** Opening MATERIALS PROVIDED block **

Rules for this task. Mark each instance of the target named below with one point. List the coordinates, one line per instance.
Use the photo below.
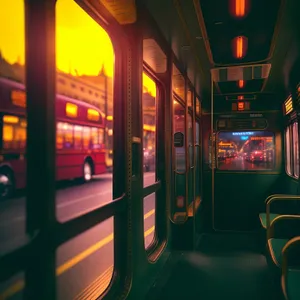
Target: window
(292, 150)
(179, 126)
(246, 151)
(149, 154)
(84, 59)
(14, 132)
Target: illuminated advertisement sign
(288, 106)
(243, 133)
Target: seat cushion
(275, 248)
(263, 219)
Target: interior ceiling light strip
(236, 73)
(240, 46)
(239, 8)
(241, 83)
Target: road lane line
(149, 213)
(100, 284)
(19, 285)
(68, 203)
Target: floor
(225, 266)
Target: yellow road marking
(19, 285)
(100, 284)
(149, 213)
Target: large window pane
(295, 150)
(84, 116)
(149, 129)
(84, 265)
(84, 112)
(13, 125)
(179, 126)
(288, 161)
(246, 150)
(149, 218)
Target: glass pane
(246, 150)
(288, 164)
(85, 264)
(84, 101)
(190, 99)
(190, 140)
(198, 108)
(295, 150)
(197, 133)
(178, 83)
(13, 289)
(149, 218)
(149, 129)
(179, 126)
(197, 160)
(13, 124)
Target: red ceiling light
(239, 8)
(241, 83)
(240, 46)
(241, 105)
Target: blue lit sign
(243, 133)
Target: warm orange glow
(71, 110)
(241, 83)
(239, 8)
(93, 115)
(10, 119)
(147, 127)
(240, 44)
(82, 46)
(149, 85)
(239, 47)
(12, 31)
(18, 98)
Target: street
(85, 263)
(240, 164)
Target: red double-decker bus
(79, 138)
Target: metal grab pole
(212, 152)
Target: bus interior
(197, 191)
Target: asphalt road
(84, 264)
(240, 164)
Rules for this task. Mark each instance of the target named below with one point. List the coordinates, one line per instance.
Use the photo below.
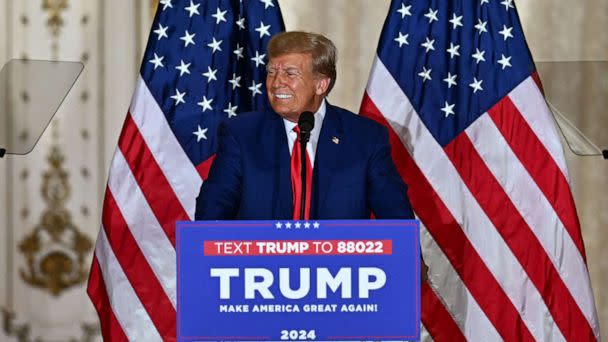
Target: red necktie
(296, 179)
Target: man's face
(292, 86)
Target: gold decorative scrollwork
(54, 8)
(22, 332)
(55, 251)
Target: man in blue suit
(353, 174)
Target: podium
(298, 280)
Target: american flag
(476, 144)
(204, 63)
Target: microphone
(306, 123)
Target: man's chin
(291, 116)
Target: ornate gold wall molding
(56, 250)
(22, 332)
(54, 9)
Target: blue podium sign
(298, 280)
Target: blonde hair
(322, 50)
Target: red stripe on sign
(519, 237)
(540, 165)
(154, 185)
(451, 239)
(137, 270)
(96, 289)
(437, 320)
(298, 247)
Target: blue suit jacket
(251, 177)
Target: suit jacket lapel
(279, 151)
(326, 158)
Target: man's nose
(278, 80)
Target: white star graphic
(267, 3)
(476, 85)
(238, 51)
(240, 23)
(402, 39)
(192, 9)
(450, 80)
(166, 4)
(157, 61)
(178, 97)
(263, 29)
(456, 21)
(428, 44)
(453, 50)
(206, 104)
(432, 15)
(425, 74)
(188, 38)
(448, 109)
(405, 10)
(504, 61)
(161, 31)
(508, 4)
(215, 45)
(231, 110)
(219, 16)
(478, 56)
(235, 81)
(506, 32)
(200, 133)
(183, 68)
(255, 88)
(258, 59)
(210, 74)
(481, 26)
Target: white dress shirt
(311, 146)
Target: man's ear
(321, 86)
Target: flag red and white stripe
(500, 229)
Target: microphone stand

** Closing MATERIALS PROVIDED block **

WHAT THE EXERCISE ASKS: Every line above is to be written out unchanged, with the pictures omitted.

COMPLETED TASK:
Rules for this task. Mark each instance of the target named below with one point. List the coordinates, one line per instance.
Use the photo below.
Target: window
(292, 150)
(179, 126)
(246, 151)
(149, 154)
(84, 59)
(14, 132)
Target: illuminated advertisement sign
(288, 106)
(243, 133)
Target: seat cushion
(275, 248)
(263, 219)
Target: interior ceiling light strip
(236, 73)
(240, 46)
(239, 8)
(241, 83)
Target: road lane line
(149, 213)
(100, 284)
(19, 285)
(68, 203)
Target: floor
(225, 266)
Target: yellow road marking
(19, 285)
(100, 284)
(149, 213)
Target: large window pane
(295, 150)
(84, 116)
(149, 129)
(84, 265)
(84, 112)
(13, 125)
(179, 126)
(288, 161)
(246, 150)
(149, 218)
Target: glass pane
(246, 150)
(288, 164)
(85, 264)
(84, 101)
(190, 99)
(190, 140)
(198, 108)
(295, 150)
(197, 133)
(178, 83)
(13, 289)
(149, 218)
(149, 129)
(179, 126)
(197, 160)
(13, 124)
Target: red ceiling light
(239, 8)
(241, 83)
(240, 46)
(241, 105)
Target: blue lit sign
(243, 133)
Target: warm orange glow
(71, 110)
(241, 83)
(239, 8)
(93, 115)
(10, 119)
(147, 127)
(240, 44)
(82, 46)
(149, 85)
(239, 47)
(12, 31)
(18, 98)
Target: street
(85, 263)
(240, 164)
Target: red double-decker bus
(79, 138)
Target: metal grab pole
(212, 152)
Target: bus interior
(197, 191)
Target: asphalt road
(84, 264)
(240, 164)
Rules for this task. Mark each instance of the target named below with one point. List the coordinates, one line per instance.
Use the photo below.
Target: red necktie
(296, 179)
Target: man's face
(292, 86)
Target: gold decorative scrollwork
(54, 8)
(22, 332)
(55, 251)
Target: man in blue suit
(353, 174)
Target: podium
(298, 280)
Target: american flag
(476, 144)
(204, 63)
Target: microphone
(306, 123)
Target: man's chin
(291, 116)
Target: ornate gold wall molding
(56, 250)
(22, 332)
(54, 9)
Target: blue podium sign
(298, 280)
Target: blonde hair
(322, 50)
Target: red stripe on sign
(519, 237)
(540, 165)
(154, 185)
(451, 239)
(137, 270)
(96, 289)
(437, 320)
(298, 247)
Target: blue suit jacket
(251, 177)
Target: suit jacket lapel
(279, 151)
(326, 158)
Target: man's nose
(278, 80)
Target: white star graphic
(267, 3)
(476, 85)
(238, 51)
(240, 23)
(402, 39)
(192, 9)
(450, 80)
(166, 4)
(157, 61)
(178, 97)
(263, 29)
(456, 21)
(428, 44)
(453, 50)
(206, 104)
(432, 15)
(425, 74)
(188, 38)
(448, 109)
(405, 10)
(504, 61)
(161, 31)
(508, 4)
(215, 45)
(231, 110)
(219, 16)
(478, 56)
(235, 81)
(506, 32)
(200, 133)
(183, 68)
(255, 88)
(258, 59)
(210, 74)
(481, 26)
Target: white dress shirt
(311, 146)
Target: man's ear
(321, 86)
Target: flag red and white stripe
(500, 229)
Target: microphone stand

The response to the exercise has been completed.